Les études expérimentales, ou du moins les observations des phénomènes d’habituation pour une variété de réponses dans un large éventail d’organismes, des amibes aux humains, ont littéralement explosé à la fin du XIXe siècle et au début du XXe siècle. Voir Harris (1943) et Jennings (1906). Je n’ai pas été en mesure de déterminer qui a été le premier à utiliser le terme d’habituation dans ce contexte, mais il était largement utilisé au début du vingtième siècle. Dans son texte classique sur l’apprentissage, Humphrey (1933) note qu’une série de termes, » acclimatation « , » accommodation « , » adaptation négative « , » fatigue » ont été utilisés pour décrire le phénomène. Harris (1943), dans sa revue classique, ajoute à cette liste les termes « extinction » et « inactivation stimulatoire ». Comme il le note,
« Bien qu’aucun des termes cités ne soit particulièrement approprié à ce type de diminution de la réponse, nous utiliserons le terme « habituation » tout au long de l’étude. Il n’y a pas grand-chose à dire en faveur de ce terme, si ce n’est que tous les autres impliquent une explication qui n’est pas justifiée par les faits, ou ont un usage plus valable dans un autre contexte. Le terme le plus couramment utilisé, l’adaptation négative, semble nier que la diminution de la réponse puisse être un processus actif. L’habituation, en revanche, a ceci de favorable qu’elle n’est pas ordinairement appliquée à d’autres types de comportement, qu’elle n’implique la connaissance d’aucun mécanisme spécifique ou général sous-jacent au phénomène (dont nous sommes encore dans l’ignorance la plus totale), et qu’en outre elle a été librement utilisée pour désigner exactement le type de modification du comportement dont nous parlons ». (Harris, 1943, pp. 385-386). »

- Données extraites -

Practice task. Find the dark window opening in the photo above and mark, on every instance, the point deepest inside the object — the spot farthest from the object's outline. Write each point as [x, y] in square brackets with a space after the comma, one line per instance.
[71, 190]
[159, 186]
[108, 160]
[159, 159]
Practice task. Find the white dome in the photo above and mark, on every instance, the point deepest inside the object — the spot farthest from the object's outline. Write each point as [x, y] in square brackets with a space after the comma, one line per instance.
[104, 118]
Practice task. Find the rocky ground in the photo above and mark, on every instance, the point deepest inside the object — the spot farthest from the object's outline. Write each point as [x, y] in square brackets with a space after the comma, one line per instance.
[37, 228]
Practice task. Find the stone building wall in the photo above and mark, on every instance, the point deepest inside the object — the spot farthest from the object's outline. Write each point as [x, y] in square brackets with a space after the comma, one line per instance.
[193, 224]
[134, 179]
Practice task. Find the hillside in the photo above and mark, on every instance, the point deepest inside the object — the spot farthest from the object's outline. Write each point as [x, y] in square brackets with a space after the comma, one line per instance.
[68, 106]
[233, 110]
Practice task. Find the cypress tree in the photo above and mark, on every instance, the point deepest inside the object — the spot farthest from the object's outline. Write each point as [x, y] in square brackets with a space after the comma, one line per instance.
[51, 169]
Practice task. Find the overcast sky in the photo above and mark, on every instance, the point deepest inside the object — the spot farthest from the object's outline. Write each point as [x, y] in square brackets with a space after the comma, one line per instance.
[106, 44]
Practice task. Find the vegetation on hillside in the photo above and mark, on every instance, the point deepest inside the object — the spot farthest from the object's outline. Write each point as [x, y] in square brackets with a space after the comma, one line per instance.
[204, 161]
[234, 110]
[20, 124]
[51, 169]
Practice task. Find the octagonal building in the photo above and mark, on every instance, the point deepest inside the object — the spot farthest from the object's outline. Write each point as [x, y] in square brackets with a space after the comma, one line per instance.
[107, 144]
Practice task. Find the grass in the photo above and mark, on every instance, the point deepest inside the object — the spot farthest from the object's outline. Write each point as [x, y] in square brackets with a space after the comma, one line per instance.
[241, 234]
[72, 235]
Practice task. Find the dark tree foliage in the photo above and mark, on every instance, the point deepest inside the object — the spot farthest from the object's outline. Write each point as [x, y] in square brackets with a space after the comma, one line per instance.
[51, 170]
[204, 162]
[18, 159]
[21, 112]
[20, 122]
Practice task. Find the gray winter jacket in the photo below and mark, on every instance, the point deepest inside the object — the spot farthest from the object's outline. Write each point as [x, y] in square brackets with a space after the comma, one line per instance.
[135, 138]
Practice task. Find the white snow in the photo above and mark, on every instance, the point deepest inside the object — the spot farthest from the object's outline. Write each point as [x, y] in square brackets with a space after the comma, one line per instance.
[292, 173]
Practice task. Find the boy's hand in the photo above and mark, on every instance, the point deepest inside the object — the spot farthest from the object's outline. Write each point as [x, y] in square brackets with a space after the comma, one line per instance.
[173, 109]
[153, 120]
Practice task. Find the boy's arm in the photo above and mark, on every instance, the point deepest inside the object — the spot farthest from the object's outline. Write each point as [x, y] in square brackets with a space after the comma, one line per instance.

- Consigne -
Dans l'extrait sur l'habituation, quels termes Harris (1943) ajoute-t-il à la liste établie par Humphrey (1933) ?

- Réponse attendue -
Les termes « extinction » et « inactivation stimulatoire ».